PROBLEM TO SOLVE - Copy the data exactly, pictures aside.

Image point grounding data -
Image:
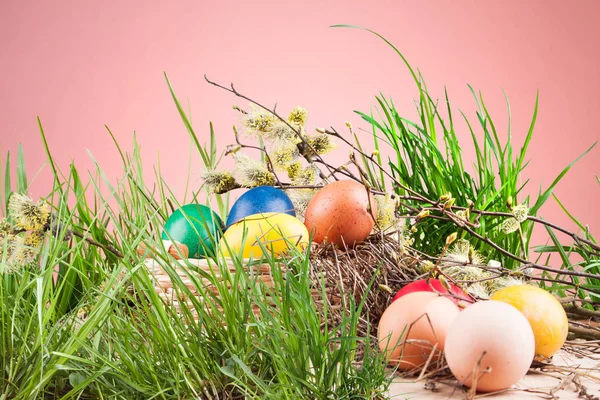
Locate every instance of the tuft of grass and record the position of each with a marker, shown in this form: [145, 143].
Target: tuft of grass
[85, 323]
[427, 157]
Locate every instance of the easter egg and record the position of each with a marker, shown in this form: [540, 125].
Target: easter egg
[490, 346]
[339, 214]
[456, 294]
[545, 314]
[196, 226]
[275, 232]
[413, 329]
[259, 200]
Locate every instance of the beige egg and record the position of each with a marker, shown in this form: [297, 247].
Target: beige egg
[339, 213]
[413, 329]
[490, 345]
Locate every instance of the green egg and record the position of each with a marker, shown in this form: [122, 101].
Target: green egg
[194, 225]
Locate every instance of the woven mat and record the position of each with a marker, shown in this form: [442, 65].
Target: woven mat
[541, 385]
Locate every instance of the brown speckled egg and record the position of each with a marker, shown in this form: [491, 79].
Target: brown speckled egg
[338, 214]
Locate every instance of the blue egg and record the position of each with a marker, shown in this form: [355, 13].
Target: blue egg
[258, 200]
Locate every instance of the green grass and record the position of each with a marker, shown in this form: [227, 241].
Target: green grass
[132, 345]
[427, 157]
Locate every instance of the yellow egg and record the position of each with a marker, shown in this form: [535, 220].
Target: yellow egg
[276, 232]
[546, 316]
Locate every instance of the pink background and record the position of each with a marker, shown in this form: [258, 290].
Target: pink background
[82, 64]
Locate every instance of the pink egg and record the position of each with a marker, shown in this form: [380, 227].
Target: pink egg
[413, 329]
[436, 286]
[490, 345]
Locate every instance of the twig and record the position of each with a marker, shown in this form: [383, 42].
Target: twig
[274, 113]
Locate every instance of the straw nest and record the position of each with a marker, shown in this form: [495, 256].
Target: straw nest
[371, 272]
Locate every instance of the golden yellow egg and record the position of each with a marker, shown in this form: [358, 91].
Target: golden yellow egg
[545, 314]
[275, 232]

TASK RESULT -
Image:
Locate every instance of the tuft of grass and record the position of each with a marker, shown in this form: [145, 143].
Target: tuft of grass
[85, 323]
[427, 157]
Locate every instance of the easter egg and record the position of each with a marker, shown in this form: [540, 125].
Target: easter egg
[490, 346]
[339, 214]
[456, 294]
[545, 314]
[196, 226]
[275, 232]
[413, 329]
[259, 200]
Locate every instance of the beige egg and record the position of each with a marker, shown in this form: [297, 247].
Target: beige egg
[339, 213]
[413, 329]
[490, 345]
Locate every instance of the green egg and record the position of each with a marker, shown in this form: [122, 101].
Target: green egg
[194, 225]
Locate every instance of the woven mat and record the position of each with a marker, shown in this form: [442, 65].
Target: woven mat
[541, 385]
Locate every instance of the brown speckled egg and record the position of each with a marker, shown in this form: [491, 79].
Target: brown speckled egg
[338, 214]
Locate every instance of the blue egg and record the position of each with a marker, shown in this form: [355, 13].
Target: blue egg
[258, 200]
Locate every instance of the green grass and record the position of each with a marker, shown in this form: [227, 241].
Target: green grass
[132, 345]
[427, 157]
Locate every instance of the yellow egg and record the position of each with a marker, shown in this form: [535, 220].
Target: yellow egg
[276, 232]
[546, 316]
Locate every instance of the pink background and record the position of each with a marker, shown in this form: [258, 290].
Target: pink background
[82, 64]
Locate every instance of the pink egg and record the position of each with a marker, shown in this form: [380, 227].
Target: pink egg
[413, 329]
[436, 286]
[490, 345]
Locate every instance of the twig and record the position of each with a marker, shown in this form: [383, 42].
Target: twig
[274, 113]
Locate every instance of the straw nest and record the position of each with a marker, shown in this form: [495, 256].
Target: straw nest
[371, 272]
Locate every instance of the golden yellow egg and record the position of each with a marker, shown in this form: [358, 91].
Target: golden yellow egg
[545, 314]
[275, 232]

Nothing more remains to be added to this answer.